--- Start of SOURCE DOCUMENT ---
In response to:

Free Speech & the Menace of Hysteria from the May 29, 2008 issue

To the Editors:

In his excellent essay “Free Speech and the Menace of Hysteria” [NYR, May 29], Jeremy Waldron shows how, in the United States over the last two hundred years, the state came to be viewed as sufficiently stable that it “did not need the support of the law against the puny denunciations of the citizenry.” To subject the state to “free trade in ideas” is by now seen as carrying little risk and as having considerable advantages for democratic rule. Next, Professor Waldron argues that the case is not parallel for vulnerable minorities—such as, in our society today, Muslims from Asia or Latinos in the Southwest. Here the hate speech that might appear in the marketplace can bring grievous and irreparable harm, and perhaps should be restricted by law.

I applaud Waldron’s distinction between the state and vulnerable groups of citizens. As targets of harsh words, the two indeed present different cases. But the same distinction of state and citizenry raises another question that Professor Waldron does not address, and I wish he would.

If hate speech against vulnerable citizens is to be curbed, to whom should society hand over the precious power to do the curbing? The weak and vulnerable, by definition, are not in a position to exercise this power themselves. Someone else must do it “for” them. But that strikes me as dangerous. How can one set up an authority that will always be immune from abuse of the power to curb speech? (How littered is the twentieth century with examples of political authorities speaking for the “masses,” the “Volk,” the “silent majority,” and so on, but somehow confusing, along the way, their own interests with the welfare of the spoken-for?) When I lived in China in the 1980s, and political campaigns were lumping dissidence together with pornography (both were “obscene,” after all), I gained a new appreciation of the fact that the First Amendment to the US Constitution is expressed as a double negative. It does not say there shall be free speech, as if this were something that Congress is granting, or could grant; it says of Congress itself that there shall be “no…abridging” of free speech.

One might hope that an independent judiciary could be the answer. But Professor Waldron himself explains that US progress toward eliminating penalties for seditious speech has not been due to “the heroic actions of the judiciary.” Hence he leaves me on the horns of a dilemma. Yes, he is right that the vulnerable need protection from hate speech; but on the other hand, all of society needs protection from possible abuse of power by those delegated to do the protecting. We don’t want the cure to be worse than the illness.
--- End of SOURCE DOCUMENT ---
--- Start of GIVEN INFORMATION ---
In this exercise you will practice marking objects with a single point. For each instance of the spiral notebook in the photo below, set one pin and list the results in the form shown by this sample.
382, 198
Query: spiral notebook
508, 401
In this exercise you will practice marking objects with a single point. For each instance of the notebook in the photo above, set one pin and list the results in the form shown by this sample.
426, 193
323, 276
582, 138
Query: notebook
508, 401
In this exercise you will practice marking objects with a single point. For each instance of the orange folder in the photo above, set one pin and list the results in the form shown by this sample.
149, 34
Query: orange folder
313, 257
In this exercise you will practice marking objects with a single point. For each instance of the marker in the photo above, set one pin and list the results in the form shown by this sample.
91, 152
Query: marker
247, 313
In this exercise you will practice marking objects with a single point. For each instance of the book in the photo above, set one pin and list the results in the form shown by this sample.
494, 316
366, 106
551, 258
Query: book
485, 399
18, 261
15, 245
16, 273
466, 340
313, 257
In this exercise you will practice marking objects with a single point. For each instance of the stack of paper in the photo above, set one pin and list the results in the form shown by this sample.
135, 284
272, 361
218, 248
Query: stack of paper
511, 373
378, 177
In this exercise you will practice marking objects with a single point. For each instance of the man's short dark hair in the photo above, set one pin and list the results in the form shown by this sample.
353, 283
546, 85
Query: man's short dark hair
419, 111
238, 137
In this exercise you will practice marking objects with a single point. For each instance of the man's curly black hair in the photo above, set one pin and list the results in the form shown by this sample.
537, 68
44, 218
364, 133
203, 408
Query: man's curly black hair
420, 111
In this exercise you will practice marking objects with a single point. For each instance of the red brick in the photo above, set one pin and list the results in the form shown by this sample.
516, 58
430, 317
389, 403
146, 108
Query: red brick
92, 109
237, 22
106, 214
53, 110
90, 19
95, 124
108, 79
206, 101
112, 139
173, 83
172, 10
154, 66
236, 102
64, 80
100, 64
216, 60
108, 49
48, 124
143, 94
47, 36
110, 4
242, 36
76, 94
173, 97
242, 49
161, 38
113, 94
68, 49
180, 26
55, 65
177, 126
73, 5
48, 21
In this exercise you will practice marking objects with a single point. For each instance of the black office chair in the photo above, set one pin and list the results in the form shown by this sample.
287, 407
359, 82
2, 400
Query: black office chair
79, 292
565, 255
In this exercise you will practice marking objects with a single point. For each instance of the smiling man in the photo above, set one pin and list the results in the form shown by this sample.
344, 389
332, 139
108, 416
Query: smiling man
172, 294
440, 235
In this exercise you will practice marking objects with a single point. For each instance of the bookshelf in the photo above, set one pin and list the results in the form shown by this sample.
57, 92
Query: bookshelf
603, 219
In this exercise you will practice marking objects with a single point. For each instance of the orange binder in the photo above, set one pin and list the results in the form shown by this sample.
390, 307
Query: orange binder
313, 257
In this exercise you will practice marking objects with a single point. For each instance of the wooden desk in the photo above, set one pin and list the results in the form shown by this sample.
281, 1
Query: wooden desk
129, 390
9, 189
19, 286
--- End of GIVEN INFORMATION ---
TASKS
• 1. In the letter on free speech, which groups does the writer name as ones that twentieth-century political authorities claimed to speak for?
• 2. Can you print the passage of the letter on free speech between "Free Speech &" and "restricted by law.", inclusive?

THE RESPONSES
• 1.
- the "masses"
- the "Volk"
- the "silent majority"

• 2.
Free Speech & the Menace of Hysteria from the May 29, 2008 issue

To the Editors:

In his excellent essay “Free Speech and the Menace of Hysteria” [NYR, May 29], Jeremy Waldron shows how, in the United States over the last two hundred years, the state came to be viewed as sufficiently stable that it “did not need the support of the law against the puny denunciations of the citizenry.” To subject the state to “free trade in ideas” is by now seen as carrying little risk and as having considerable advantages for democratic rule. Next, Professor Waldron argues that the case is not parallel for vulnerable minorities—such as, in our society today, Muslims from Asia or Latinos in the Southwest. Here the hate speech that might appear in the marketplace can bring grievous and irreparable harm, and perhaps should be restricted by law.